Copy out only the lines from the one holding "Exercise. Mark the off-road" through the one holding "Target: off-road tire", inclusive, changing "off-road tire" to "mountain bike tire" and leaving everything else the same.

________________________________________

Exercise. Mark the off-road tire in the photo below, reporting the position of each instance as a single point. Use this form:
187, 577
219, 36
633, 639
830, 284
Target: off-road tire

________________________________________

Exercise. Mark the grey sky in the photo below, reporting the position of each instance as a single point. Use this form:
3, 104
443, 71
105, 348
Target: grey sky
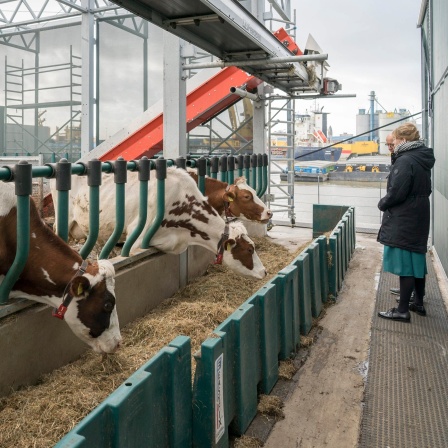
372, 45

________________________________________

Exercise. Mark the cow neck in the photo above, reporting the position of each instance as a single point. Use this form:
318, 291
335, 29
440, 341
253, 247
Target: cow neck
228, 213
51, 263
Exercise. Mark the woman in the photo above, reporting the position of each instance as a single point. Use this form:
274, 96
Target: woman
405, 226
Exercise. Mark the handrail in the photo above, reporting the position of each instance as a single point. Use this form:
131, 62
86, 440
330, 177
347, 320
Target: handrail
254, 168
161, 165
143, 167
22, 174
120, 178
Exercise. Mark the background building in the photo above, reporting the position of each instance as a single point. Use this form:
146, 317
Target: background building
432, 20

________________________________________

Answer to the problem:
Exercise. Mark the mountain bike tire in the photo below, reporting the position of each instance as a single point. Use this form:
187, 577
219, 36
633, 639
830, 284
Target: mountain bike tire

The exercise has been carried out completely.